#### [Task statement]
Among the lines below, count those with "blue". Give the total alone.

*** Opening Recorded data ***

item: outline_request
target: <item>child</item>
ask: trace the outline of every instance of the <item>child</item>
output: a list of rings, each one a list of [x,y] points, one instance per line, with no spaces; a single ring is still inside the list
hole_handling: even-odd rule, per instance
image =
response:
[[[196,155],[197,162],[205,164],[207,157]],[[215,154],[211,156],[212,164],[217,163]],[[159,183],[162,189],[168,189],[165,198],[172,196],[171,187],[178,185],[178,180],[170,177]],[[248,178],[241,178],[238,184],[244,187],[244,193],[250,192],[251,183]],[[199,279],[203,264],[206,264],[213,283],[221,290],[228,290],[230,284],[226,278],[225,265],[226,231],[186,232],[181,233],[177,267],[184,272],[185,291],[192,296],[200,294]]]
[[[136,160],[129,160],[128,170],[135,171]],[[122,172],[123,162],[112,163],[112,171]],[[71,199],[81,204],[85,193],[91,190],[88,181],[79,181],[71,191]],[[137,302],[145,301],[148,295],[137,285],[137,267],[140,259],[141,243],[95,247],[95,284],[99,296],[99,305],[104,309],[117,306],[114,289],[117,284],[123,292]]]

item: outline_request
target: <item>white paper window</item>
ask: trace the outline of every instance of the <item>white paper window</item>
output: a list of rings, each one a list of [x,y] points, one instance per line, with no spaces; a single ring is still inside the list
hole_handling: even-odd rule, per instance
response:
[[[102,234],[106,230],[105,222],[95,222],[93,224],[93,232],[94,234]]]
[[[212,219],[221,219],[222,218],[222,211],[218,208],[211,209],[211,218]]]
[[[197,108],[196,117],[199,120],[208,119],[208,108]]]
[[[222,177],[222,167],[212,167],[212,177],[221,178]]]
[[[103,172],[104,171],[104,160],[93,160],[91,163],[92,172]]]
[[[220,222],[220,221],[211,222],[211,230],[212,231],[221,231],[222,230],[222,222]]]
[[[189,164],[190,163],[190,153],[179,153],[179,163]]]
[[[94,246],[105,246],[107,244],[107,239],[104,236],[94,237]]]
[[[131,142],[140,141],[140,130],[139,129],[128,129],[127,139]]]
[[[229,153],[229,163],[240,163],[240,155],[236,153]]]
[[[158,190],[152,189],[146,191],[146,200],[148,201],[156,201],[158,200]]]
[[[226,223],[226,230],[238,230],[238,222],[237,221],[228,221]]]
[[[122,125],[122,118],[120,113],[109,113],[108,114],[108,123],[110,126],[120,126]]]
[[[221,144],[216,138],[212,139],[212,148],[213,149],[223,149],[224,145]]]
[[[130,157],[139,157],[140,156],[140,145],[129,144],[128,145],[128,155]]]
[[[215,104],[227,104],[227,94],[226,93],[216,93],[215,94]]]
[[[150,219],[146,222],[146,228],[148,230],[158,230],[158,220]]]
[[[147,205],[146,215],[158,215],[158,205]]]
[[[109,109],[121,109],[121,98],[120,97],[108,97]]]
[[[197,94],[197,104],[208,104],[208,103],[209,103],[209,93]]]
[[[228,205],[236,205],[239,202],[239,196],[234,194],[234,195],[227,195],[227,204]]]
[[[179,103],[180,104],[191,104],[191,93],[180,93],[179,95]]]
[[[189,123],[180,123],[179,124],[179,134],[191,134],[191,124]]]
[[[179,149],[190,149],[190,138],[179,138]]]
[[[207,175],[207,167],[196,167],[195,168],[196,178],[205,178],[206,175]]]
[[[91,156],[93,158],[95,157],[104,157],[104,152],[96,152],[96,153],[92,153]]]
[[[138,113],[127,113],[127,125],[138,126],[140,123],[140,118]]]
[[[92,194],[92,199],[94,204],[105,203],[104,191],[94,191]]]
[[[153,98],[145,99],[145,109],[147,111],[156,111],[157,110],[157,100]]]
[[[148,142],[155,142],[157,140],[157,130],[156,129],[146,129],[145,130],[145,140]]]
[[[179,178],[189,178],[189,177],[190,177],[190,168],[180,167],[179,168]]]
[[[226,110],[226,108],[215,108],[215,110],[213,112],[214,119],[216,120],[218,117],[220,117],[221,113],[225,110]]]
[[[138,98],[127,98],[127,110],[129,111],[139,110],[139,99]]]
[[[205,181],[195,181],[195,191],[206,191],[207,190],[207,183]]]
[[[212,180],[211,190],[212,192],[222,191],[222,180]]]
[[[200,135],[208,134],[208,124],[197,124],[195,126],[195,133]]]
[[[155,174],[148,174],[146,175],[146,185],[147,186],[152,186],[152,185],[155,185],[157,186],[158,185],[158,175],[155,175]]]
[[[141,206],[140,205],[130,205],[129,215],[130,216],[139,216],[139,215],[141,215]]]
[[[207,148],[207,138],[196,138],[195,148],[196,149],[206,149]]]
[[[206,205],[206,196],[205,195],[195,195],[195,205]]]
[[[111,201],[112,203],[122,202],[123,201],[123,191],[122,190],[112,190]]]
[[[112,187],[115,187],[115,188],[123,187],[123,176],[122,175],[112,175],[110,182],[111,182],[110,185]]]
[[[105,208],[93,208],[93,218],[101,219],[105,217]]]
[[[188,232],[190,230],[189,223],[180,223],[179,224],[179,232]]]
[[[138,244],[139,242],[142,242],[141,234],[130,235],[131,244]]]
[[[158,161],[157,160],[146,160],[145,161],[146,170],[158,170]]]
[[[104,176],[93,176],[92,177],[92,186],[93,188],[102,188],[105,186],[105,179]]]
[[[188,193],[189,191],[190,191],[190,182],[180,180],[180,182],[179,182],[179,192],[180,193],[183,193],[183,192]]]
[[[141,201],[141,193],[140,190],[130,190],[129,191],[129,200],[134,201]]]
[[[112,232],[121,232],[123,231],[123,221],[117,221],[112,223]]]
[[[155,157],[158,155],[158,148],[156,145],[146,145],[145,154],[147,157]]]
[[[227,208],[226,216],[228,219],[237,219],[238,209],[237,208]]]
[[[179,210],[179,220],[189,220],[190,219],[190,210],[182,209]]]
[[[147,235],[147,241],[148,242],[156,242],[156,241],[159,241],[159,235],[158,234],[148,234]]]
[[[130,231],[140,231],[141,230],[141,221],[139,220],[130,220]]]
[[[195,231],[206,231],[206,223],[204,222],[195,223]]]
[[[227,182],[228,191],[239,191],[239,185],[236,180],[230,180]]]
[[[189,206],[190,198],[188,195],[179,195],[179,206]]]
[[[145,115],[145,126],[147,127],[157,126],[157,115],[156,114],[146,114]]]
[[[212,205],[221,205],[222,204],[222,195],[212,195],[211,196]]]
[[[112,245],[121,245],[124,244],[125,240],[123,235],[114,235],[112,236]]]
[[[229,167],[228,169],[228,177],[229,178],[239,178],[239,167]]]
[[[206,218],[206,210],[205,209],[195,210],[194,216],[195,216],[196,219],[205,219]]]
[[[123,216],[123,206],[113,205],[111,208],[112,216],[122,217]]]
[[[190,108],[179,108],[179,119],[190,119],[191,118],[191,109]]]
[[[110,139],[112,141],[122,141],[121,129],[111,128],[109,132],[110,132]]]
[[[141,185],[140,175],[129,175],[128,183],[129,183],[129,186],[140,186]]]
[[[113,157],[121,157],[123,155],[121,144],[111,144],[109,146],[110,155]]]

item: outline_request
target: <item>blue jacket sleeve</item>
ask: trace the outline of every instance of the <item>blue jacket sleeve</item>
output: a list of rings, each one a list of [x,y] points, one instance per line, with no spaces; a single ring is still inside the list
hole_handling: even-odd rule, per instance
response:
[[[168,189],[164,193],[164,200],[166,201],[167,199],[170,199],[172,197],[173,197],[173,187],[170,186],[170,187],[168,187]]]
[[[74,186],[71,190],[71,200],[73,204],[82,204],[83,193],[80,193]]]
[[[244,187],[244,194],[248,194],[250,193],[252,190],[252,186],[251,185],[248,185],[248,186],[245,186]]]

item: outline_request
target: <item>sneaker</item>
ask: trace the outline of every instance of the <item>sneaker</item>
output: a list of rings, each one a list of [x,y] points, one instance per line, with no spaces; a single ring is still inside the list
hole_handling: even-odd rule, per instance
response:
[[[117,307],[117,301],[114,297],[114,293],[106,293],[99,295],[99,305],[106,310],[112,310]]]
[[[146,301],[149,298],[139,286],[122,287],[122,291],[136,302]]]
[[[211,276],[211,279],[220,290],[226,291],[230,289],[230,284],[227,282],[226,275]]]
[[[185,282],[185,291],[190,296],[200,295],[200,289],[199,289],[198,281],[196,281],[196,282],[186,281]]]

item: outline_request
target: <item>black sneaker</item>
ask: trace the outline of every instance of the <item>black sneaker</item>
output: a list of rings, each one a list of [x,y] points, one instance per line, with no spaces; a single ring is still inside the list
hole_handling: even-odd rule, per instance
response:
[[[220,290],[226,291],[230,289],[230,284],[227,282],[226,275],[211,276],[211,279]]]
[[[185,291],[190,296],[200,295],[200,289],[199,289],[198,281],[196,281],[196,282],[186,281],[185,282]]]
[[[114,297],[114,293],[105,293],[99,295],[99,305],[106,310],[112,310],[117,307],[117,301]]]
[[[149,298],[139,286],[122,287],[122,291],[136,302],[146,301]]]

*** Closing Recorded data ***

#### [Answer space]
2